=== SELECTION ===

A Note from Mike Wallace:
This month, we observed – that despite the economic downturn – companies were maintaining sustainability spending. Year-end data reflected the exponential growth in sustainability disclosure over the past two years. However, while sustainability reporting continued to rise, data showed that reporting is often not in alignment with core business objectives and fails to demonstrate leadership on climate change. Happy holidays and best wishes for a wonderful 2009.

 

Access to Capital
Corporate Investment in Sustainability Remains Steady Amid Economic Downturn
Eighty percent of corporate sustainability executives surveyed from across North America plan to maintain or increase levels of sustainability-related spending in 2009, despite the current economic conditions, according to Panel Intelligence’s Quarterly Sustainability Tracking Study.

=== WORK TO DO ===
Update the passage on corporate sustainability spending, starting at "A Note from" and ending at "Sustainability Tracking Study.", so that "sustainability officers" stands in place of "sustainability executives".

=== EXTRACTED INFORMATION ===
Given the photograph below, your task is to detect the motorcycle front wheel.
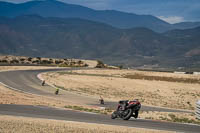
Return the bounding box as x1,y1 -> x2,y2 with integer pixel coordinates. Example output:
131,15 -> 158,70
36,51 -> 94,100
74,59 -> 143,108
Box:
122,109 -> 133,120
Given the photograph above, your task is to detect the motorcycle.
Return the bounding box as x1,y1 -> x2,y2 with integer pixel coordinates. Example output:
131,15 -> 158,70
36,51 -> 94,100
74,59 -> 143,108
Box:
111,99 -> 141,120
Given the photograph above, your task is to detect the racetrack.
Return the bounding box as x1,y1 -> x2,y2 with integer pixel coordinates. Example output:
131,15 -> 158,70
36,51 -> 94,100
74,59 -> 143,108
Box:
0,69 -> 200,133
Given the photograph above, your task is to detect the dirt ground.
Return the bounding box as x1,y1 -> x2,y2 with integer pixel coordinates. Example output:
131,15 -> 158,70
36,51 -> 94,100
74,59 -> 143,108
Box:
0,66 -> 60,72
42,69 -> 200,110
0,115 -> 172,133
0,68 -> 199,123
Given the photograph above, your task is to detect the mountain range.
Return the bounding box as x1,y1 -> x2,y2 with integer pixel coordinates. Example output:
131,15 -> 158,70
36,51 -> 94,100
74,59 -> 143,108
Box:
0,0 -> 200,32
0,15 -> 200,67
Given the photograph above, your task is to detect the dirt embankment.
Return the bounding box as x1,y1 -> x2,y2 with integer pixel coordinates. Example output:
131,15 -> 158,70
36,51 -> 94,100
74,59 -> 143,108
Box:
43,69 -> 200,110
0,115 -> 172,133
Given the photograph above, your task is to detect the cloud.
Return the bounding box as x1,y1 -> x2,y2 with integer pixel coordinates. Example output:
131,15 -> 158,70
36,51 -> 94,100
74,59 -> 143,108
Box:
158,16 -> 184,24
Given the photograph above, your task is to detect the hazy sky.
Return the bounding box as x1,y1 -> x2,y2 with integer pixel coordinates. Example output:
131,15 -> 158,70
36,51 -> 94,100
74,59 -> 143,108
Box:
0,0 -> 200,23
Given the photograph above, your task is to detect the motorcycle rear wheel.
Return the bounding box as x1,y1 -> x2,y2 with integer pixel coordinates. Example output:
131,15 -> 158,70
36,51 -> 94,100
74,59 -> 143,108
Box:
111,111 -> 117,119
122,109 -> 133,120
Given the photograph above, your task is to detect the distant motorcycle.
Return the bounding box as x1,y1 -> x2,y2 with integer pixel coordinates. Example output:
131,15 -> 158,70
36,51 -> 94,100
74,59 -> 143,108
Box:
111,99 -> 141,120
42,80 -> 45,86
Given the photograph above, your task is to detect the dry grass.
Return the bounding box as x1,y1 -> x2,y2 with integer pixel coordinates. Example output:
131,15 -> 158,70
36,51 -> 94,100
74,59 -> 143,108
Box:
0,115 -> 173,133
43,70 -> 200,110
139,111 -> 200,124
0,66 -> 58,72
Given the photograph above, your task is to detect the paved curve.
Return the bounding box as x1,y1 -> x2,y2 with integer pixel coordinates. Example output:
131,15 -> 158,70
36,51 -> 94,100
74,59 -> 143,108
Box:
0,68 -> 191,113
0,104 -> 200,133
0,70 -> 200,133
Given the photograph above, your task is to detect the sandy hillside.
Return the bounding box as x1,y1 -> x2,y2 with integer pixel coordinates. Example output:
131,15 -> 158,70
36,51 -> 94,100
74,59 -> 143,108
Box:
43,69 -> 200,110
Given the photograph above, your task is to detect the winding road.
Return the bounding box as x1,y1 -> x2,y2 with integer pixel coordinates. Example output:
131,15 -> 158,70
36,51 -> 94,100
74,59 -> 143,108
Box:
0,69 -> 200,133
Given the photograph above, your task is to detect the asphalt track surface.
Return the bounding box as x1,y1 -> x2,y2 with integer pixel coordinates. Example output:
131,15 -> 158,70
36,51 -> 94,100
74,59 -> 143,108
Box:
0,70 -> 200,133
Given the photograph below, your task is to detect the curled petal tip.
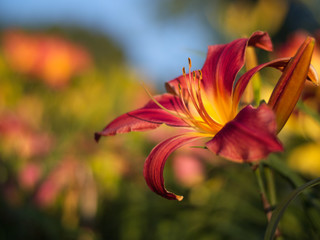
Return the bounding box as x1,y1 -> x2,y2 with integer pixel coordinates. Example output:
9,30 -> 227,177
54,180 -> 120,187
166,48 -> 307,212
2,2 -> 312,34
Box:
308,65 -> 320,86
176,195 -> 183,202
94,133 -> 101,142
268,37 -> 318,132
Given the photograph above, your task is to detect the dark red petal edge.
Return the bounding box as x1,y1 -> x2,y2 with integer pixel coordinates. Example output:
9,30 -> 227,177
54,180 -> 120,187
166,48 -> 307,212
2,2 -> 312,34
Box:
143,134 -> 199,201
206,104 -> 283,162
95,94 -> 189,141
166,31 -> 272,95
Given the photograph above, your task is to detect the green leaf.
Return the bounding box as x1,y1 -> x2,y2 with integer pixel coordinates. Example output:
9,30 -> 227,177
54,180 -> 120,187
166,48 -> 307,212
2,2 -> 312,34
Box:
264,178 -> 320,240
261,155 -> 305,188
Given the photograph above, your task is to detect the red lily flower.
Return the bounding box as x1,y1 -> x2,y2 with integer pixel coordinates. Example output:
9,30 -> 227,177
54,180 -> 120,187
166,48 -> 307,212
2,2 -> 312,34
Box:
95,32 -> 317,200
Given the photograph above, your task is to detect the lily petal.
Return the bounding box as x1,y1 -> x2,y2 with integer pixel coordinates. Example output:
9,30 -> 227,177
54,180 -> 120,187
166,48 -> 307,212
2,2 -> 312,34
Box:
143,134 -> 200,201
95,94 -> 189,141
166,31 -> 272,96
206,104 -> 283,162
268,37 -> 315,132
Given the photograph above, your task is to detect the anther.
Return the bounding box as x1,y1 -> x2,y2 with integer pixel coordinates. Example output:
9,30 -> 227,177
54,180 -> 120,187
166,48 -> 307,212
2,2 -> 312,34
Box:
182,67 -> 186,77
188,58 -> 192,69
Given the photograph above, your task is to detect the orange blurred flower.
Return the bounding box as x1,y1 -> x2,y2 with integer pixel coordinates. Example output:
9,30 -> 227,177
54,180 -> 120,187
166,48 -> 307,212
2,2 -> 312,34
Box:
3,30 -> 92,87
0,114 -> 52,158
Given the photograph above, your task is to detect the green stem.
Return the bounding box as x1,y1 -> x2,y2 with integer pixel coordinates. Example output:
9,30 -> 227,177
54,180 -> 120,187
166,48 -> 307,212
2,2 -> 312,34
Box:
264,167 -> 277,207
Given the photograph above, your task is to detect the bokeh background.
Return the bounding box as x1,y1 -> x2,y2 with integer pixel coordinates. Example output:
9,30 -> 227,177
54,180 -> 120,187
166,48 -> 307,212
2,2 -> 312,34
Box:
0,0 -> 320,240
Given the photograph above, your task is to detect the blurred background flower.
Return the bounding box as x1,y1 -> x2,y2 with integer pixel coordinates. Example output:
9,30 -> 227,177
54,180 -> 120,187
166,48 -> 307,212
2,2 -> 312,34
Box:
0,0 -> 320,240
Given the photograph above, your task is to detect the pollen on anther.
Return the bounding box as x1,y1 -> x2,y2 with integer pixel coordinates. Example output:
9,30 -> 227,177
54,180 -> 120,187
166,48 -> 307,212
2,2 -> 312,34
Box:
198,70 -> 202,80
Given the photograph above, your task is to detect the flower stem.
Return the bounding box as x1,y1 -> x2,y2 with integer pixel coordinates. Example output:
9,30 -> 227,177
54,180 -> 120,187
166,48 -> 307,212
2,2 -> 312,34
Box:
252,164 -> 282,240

=== THE COMPLETED TASK ===
A Note from Mike Wallace:
This month, we observed – that despite the economic downturn – companies were maintaining sustainability spending. Year-end data reflected the exponential growth in sustainability disclosure over the past two years. However, while sustainability reporting continued to rise, data showed that reporting is often not in alignment with core business objectives and fails to demonstrate leadership on climate change. Happy holidays and best wishes for a wonderful 2009.

 

Access to Capital
Corporate Investment in Sustainability Remains Steady Amid Economic Downturn
Eighty percent of corporate sustainability officers surveyed from across North America plan to maintain or increase levels of sustainability-related spending in 2009, despite the current economic conditions, according to Panel Intelligence’s Quarterly Sustainability Tracking Study.